EXERCISE INPUT:
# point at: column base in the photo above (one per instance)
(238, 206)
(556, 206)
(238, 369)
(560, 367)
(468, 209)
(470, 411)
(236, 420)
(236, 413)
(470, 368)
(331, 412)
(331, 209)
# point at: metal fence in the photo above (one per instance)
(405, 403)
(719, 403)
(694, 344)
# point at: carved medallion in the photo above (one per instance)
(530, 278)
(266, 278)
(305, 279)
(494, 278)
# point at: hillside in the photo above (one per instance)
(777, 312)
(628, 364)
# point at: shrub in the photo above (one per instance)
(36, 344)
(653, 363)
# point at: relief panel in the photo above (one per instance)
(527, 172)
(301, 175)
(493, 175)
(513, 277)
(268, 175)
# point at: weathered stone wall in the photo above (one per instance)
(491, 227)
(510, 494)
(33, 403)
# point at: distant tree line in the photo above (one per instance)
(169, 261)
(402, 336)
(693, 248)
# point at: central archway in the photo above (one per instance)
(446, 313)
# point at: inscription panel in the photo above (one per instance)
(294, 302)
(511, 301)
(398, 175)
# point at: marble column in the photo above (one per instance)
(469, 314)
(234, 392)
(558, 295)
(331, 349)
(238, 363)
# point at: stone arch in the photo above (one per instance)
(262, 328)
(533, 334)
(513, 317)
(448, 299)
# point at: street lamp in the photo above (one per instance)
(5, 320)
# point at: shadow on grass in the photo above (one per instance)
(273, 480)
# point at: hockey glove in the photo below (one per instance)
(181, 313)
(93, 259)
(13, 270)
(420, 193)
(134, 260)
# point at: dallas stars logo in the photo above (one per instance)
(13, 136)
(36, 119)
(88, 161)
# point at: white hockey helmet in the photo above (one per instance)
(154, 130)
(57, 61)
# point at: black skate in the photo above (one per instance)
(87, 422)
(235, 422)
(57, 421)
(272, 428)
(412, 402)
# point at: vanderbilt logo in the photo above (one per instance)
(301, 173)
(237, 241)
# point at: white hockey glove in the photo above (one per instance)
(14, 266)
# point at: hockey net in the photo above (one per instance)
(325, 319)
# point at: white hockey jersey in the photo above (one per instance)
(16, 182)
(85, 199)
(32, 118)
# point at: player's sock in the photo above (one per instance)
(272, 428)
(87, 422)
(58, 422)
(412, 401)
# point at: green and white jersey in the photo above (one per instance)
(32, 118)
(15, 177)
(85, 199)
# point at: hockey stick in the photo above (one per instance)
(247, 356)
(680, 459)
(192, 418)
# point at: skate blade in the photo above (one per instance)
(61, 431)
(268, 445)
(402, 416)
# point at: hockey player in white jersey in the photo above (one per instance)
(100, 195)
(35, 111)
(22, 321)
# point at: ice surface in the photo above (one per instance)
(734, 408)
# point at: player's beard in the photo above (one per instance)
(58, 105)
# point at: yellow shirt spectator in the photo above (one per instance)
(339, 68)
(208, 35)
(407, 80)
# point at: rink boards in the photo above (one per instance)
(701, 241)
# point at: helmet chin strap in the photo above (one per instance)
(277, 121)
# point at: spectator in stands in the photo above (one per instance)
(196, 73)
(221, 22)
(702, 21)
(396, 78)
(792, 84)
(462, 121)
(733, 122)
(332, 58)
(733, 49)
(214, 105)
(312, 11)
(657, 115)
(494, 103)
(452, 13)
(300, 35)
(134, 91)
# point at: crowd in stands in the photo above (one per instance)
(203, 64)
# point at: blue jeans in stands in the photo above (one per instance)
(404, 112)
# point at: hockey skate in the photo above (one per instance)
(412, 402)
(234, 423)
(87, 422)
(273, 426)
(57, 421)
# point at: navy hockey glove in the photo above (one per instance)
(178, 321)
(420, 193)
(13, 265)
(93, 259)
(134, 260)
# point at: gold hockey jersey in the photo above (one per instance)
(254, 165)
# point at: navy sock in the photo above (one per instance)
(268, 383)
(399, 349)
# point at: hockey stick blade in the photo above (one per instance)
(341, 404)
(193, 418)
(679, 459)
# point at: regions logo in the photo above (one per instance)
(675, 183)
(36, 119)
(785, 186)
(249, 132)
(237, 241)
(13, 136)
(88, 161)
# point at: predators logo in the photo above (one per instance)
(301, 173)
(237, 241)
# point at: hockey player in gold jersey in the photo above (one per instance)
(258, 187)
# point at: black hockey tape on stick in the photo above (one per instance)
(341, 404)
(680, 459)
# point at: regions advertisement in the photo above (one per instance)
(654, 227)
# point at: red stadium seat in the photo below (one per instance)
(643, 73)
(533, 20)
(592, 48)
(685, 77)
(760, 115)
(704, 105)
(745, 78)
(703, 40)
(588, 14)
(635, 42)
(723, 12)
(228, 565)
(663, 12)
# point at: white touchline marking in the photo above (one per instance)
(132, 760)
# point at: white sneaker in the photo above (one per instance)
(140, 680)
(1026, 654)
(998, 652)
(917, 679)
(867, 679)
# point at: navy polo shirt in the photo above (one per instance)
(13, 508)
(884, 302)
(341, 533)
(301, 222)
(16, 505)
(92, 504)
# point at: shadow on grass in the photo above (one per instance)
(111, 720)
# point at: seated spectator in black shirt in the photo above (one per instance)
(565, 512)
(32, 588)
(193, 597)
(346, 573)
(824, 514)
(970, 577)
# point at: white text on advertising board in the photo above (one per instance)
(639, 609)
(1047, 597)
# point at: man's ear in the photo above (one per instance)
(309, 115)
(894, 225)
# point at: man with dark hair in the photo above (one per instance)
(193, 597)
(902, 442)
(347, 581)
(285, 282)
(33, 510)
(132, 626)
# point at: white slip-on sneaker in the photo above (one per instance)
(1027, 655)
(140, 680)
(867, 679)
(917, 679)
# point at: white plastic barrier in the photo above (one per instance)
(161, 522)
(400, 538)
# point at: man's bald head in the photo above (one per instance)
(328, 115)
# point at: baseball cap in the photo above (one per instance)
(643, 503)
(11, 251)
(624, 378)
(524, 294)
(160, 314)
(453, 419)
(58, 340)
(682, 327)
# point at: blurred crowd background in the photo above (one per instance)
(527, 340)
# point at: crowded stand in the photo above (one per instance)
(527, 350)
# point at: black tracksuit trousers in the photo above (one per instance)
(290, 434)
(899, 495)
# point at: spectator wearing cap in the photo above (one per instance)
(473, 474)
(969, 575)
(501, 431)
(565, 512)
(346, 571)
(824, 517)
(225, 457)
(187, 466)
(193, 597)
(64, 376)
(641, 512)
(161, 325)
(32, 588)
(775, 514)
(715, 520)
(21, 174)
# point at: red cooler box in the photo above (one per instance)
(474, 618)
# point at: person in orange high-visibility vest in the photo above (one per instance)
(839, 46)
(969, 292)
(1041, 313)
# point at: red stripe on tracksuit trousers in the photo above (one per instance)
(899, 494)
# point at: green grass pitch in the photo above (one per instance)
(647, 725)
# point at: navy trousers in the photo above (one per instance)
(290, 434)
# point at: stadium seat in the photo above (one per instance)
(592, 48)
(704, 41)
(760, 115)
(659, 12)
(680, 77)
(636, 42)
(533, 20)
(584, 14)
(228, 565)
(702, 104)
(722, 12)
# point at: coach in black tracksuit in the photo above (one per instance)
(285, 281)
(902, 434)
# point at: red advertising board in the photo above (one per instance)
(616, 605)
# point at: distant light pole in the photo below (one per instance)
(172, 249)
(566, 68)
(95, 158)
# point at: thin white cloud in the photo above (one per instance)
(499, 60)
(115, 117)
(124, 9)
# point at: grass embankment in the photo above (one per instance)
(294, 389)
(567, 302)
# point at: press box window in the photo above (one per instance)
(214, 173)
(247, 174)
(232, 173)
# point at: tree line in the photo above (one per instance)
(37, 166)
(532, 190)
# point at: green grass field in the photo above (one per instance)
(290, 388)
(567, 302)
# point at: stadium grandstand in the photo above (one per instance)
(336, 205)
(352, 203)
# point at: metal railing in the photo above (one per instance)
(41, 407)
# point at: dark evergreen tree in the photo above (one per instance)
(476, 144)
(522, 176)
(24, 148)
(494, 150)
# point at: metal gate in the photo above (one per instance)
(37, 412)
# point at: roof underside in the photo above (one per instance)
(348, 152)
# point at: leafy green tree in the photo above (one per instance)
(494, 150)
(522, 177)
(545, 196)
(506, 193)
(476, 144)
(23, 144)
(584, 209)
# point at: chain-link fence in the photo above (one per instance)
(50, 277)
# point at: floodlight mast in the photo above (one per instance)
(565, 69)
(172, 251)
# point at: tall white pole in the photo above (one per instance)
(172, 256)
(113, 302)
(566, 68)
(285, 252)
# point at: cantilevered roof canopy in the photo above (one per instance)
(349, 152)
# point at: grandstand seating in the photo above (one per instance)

WORK TO DO: Copy word for word the lines starting at the one that contains "# point at: cantilevered" and ending with the last line of the items, including both ends.

EXERCISE RESPONSE:
# point at: cantilevered roof canopy in the photo above (one per instance)
(349, 152)
# point at: grandstand seating in the photo above (one per instance)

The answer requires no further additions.